Repeat only the lines from the one holding "Objective — one marker per instance of the green wreath" down to the last line of the listing below, including both of those lines.

**Part of a data file:**
__________

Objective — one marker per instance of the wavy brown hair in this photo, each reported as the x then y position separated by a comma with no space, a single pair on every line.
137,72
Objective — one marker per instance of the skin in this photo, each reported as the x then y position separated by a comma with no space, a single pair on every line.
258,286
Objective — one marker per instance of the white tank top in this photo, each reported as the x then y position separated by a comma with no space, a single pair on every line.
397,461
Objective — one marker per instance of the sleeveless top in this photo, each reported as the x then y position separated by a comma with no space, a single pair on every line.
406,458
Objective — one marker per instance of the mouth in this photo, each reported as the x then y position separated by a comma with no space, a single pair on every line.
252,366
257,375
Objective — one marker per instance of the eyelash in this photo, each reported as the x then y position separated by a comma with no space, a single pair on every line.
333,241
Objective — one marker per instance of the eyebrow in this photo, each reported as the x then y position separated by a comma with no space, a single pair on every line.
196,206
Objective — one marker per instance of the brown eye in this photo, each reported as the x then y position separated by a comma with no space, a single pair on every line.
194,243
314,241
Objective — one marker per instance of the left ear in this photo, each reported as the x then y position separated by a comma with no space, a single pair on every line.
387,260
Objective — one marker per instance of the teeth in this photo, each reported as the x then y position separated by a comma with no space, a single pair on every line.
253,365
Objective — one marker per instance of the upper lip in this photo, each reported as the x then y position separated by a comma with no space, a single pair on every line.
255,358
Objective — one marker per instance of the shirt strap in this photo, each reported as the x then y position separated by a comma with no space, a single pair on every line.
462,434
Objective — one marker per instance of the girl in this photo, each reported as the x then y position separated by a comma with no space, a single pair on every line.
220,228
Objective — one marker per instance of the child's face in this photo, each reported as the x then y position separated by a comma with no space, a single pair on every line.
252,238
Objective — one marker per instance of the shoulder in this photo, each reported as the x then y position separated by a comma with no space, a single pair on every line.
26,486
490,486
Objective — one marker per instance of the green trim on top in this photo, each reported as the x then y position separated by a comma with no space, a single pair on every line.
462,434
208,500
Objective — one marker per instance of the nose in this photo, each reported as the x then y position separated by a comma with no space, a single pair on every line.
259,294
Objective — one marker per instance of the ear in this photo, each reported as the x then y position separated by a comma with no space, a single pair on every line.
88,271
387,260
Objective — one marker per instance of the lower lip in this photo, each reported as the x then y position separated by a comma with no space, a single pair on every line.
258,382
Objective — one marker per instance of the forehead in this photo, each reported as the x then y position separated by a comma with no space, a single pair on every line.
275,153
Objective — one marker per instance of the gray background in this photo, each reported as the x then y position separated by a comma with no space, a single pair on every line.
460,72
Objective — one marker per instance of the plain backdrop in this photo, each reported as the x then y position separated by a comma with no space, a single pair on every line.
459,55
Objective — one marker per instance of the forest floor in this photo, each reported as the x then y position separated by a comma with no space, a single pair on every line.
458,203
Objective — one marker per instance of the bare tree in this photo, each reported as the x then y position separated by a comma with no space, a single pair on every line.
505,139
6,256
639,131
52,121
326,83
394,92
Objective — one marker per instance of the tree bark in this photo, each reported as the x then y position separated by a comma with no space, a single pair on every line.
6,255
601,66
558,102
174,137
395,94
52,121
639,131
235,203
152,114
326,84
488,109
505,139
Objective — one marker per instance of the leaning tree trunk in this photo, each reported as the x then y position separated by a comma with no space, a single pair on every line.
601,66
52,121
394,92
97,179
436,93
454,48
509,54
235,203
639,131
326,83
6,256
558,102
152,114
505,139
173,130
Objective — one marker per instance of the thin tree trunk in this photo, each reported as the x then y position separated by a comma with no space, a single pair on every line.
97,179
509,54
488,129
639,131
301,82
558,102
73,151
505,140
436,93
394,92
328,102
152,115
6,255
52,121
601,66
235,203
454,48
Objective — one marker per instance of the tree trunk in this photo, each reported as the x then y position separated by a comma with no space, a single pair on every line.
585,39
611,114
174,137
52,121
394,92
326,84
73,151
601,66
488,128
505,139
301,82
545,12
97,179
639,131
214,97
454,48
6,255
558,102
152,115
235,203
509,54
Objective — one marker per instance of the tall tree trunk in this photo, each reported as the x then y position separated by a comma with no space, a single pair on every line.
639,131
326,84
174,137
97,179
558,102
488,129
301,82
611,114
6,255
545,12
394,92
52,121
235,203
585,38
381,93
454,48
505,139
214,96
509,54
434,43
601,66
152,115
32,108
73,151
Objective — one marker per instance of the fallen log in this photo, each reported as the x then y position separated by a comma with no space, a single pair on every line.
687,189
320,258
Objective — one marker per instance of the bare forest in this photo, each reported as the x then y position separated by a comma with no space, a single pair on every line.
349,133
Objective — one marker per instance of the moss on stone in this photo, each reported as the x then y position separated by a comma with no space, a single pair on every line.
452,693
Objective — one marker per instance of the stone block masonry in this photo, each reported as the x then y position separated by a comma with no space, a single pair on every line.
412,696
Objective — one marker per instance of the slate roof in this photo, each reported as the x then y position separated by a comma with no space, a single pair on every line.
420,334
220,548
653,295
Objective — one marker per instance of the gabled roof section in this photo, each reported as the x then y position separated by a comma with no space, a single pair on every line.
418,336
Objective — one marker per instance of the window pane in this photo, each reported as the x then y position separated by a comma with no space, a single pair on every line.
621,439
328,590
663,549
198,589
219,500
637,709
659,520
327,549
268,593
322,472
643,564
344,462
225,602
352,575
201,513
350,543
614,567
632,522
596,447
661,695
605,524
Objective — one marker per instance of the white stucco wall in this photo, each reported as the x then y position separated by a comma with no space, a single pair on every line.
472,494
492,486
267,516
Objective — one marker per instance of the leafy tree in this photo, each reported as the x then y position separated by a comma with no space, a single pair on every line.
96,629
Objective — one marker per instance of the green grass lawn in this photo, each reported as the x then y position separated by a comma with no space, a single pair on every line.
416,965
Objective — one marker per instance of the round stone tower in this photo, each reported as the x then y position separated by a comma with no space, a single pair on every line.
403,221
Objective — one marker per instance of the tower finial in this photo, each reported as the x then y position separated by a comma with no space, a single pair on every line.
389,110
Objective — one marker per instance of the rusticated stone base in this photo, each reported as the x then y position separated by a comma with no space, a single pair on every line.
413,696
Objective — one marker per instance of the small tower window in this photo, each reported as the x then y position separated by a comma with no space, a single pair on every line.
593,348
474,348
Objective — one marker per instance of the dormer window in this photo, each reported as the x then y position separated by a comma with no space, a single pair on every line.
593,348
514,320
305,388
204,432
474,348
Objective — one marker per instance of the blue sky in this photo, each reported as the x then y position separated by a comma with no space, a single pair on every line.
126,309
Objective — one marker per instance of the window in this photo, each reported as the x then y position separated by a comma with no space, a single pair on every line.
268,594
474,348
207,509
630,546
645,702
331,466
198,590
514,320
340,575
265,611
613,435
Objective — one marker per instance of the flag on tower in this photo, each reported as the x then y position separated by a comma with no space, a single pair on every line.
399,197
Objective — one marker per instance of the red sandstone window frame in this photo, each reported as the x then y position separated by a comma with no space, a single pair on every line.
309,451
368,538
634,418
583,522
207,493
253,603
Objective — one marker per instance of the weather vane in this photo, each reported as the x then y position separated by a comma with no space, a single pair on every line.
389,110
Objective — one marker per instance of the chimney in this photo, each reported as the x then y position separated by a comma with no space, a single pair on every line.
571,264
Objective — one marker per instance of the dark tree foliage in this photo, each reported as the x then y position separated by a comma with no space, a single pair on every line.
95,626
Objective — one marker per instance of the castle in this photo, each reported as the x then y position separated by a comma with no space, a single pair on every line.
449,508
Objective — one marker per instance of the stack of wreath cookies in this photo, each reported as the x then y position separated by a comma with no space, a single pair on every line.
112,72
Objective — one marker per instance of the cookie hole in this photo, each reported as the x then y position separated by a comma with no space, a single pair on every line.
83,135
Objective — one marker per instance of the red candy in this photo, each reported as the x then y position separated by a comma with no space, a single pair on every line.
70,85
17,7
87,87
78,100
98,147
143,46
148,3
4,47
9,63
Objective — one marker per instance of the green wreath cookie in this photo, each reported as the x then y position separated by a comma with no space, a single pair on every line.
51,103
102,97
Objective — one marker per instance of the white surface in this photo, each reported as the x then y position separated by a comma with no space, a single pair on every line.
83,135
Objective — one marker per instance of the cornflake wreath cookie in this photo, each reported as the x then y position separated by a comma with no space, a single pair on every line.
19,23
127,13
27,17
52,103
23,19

__________

**Answer to the task:**
Objective — one marker per instance of the green wreath cookie in this photo, each reported as the x then y position separated by a comma with no space, a single pair on every line.
51,103
102,97
Objective — one marker per instance of the white surface in this photo, each reported as the x then y position separated by a comma with no space, a single pair on every line.
83,135
Objective — one marker per instance of the cornflake wreath cookie in this photo, each reported as the x then y position separated by a comma with no space, a single pair on every line.
19,23
127,13
27,17
52,103
23,19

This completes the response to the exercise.